Source data

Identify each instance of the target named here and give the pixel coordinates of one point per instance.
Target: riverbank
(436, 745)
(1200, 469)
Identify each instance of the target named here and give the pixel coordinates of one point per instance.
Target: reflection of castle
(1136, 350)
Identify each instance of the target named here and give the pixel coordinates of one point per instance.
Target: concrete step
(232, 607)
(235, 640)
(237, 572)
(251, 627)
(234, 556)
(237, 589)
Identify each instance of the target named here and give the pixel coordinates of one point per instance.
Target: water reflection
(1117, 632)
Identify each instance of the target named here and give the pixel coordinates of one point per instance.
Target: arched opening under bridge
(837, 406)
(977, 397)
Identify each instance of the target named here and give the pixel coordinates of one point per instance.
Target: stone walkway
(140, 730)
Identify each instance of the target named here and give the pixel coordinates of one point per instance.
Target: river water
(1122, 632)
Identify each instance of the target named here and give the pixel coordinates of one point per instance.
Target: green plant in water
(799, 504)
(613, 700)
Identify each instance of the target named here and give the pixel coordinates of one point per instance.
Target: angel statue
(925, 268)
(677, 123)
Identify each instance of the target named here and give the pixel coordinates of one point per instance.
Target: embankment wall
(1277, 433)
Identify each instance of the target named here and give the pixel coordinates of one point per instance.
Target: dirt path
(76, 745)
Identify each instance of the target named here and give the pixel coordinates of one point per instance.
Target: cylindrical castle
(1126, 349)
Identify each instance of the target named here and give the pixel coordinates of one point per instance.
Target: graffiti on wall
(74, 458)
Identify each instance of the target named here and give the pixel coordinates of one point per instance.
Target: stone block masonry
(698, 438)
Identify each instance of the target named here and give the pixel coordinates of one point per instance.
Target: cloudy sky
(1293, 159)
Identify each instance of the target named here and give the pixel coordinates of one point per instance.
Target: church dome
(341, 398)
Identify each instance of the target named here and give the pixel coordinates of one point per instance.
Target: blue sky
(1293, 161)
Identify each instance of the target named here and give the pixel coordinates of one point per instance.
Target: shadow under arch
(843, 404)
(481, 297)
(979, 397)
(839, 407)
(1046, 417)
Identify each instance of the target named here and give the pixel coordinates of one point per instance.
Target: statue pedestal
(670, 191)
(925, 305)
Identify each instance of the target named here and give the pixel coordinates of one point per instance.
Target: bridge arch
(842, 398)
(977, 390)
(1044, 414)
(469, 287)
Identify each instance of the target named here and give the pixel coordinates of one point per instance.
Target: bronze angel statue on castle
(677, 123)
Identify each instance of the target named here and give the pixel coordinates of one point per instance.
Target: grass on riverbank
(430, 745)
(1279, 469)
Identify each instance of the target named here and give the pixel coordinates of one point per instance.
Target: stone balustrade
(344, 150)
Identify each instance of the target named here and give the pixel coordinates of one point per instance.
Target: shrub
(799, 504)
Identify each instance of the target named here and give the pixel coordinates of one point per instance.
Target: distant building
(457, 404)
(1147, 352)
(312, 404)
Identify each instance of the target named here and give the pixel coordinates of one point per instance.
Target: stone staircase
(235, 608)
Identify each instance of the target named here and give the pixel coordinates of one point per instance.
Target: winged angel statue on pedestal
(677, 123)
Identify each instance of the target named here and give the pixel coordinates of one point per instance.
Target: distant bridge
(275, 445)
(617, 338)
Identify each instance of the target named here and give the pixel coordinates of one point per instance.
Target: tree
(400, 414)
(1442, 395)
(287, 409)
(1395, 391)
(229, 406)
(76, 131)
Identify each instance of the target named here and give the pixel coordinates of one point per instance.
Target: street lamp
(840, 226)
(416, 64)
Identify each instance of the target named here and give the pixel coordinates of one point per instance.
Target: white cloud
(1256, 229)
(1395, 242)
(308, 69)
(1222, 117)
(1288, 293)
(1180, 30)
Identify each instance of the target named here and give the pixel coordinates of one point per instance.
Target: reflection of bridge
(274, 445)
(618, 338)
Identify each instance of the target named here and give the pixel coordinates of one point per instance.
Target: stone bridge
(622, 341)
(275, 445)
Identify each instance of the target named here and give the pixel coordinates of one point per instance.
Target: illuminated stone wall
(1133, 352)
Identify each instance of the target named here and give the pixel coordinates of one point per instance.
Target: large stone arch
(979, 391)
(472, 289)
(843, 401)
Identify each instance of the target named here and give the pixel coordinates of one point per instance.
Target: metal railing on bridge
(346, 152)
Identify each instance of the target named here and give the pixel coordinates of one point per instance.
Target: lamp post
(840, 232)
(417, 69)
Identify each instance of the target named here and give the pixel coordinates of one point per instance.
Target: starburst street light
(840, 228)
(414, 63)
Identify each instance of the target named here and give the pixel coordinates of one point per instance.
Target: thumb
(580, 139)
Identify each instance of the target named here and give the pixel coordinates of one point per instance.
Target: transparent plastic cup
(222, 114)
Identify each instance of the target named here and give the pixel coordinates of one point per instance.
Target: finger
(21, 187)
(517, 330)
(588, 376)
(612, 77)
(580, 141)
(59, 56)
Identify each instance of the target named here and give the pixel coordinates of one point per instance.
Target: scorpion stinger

# [Task details]
Say each line again exactly as it appears above.

# [Worked solution]
Identify each instance of the target named here and give the pixel coordinates of one point per instance.
Target: riverbank
(436, 745)
(1200, 469)
Identify each instance of the target named here and give the pixel coordinates of one point per instance.
Target: reflection of castle
(1136, 350)
Identify each instance of the target named here and give the pixel coordinates of one point per instance.
Target: concrete step
(232, 607)
(235, 640)
(237, 572)
(251, 627)
(234, 556)
(237, 589)
Identify each instance of the target named here and give the pixel coordinates of one point per instance.
Target: water reflection
(1117, 632)
Identify each instance of the target named here and give the pixel coordinates of one point per instance.
Target: arched opening under bridge
(837, 406)
(977, 397)
Identify each instance of the target named here and give the pixel coordinates of one point per instance.
Target: stone walkway
(140, 730)
Identify each instance of the target named here and give the pixel coordinates of one point per instance.
Target: river water
(1122, 632)
Identify each instance of the target named here and give the pixel coordinates of one point per instance.
Target: green plant in water
(799, 504)
(613, 700)
Identify each instance of the target named here and give the pixel coordinates of one point per instance.
Target: angel statue
(925, 268)
(677, 123)
Identify each instance of the target named here and give the pixel coordinates of one point per instance.
Target: embankment wall
(1277, 433)
Identify each instance of the target named here and give the pixel coordinates of one point per instance.
Target: dirt path
(76, 745)
Identify each instance of the target named here and give the pixel coordinates of one point per instance.
Target: cylindrical castle
(1126, 349)
Identify each instance of the target named here and give the pixel coordinates of one point per instance.
Target: graffiti on wall
(74, 458)
Identify each instance of the target named here and give the pixel coordinates of one point per instance.
Target: stone block masonry
(698, 438)
Identify each instance of the target named here and give the pixel coordinates of one point per instance.
Target: cloudy sky
(1293, 159)
Identify each instance of the target named here and give the pixel coordinates of one point per instance.
Target: church dome
(341, 398)
Identify each instance of the target named here and give the pixel coordinates of one point per instance.
Target: blue sky
(1293, 161)
Identify each instance of the target named here and give the pixel coordinates of one point per instance.
Target: shadow under arch
(843, 404)
(481, 297)
(979, 397)
(839, 407)
(1046, 417)
Identify each instance of the target named here and give the pixel coordinates of one point per instance.
Target: statue pedestal
(670, 191)
(925, 305)
Identify each instance of the target named here and give the pixel coordinates of one point per instance.
Target: bridge arch
(842, 398)
(977, 390)
(1044, 414)
(469, 287)
Identify each instance of the target named here and give the pixel coordinates of one point per instance.
Target: bronze angel statue on castle
(677, 123)
Identify each instance of the target named here and give the pixel coordinates of one point per instance.
Target: grass on riverbank
(430, 745)
(1279, 469)
Identify each instance of the target named here and give the pixel coordinates of one point per instance.
Target: stone balustrade
(344, 150)
Identify each instance of the target named here and give the pixel coordinates of one point per instance.
Target: shrub
(799, 504)
Identify each instance of the target named here and give the pixel coordinates of one point per instance.
Target: distant building
(457, 404)
(1147, 352)
(312, 404)
Identify each instance of the target named here and give the pixel coordinates of one point per instance.
Target: stone staircase
(235, 608)
Identify each instance of the target named here and give the pixel coordinates of one point per instance.
Target: winged angel statue on pedestal
(677, 123)
Identify each instance of the target named here and give the pixel coordinates of one point per instance.
Target: distant bridge
(275, 445)
(617, 338)
Identify each instance of the target named here and give the pixel coordinates of one point per instance.
Target: tree
(400, 414)
(1442, 395)
(287, 409)
(1395, 391)
(229, 406)
(76, 131)
Identify each instance of the target named here and give the pixel coordinates of one point per instance.
Target: street lamp
(840, 226)
(416, 64)
Identify each instance of the target named here and give the pixel coordinates of one point per instance.
Target: white cloud
(1256, 229)
(1395, 242)
(308, 69)
(1222, 117)
(1288, 293)
(1180, 30)
Identify each instance of the target named here and give the pixel coordinates of one point per instance.
Target: reflection of bridge
(274, 445)
(618, 338)
Identify each instance of the target named here and give the pixel coordinates of one point per instance.
Target: stone bridge
(622, 341)
(275, 445)
Identify each instance of the target named here and give the pixel coordinates of one point per instance.
Target: illuminated stone wall
(1133, 352)
Identify each instance of the target named here and give the pixel coordinates of one point per instance.
Target: large stone arch
(979, 391)
(472, 289)
(843, 401)
Identify each instance of the target named here and give the pixel coordinates of one point per instance.
Target: metal railing on bridge
(346, 152)
Identify each instance of the target named here and give the pixel coordinates of one point per instance.
Target: lamp post
(840, 232)
(417, 69)
Identify each instance of the target named here and give the pixel coordinates of one point per instance.
Target: starburst street light
(840, 228)
(414, 63)
Identify each instance of the target named here and give the pixel coordinates of one point per instance.
Target: thumb
(580, 139)
Identify each instance of the target named here and give the pixel coordinates of one point per instance.
Target: transparent plastic cup
(222, 114)
Identify each instance of the target named here and give the pixel coordinates of one point per instance.
Target: finger
(21, 187)
(517, 330)
(588, 376)
(612, 77)
(580, 141)
(59, 56)
Identify each instance of the target named here and give the pixel coordinates of one point per instance.
Target: scorpion stinger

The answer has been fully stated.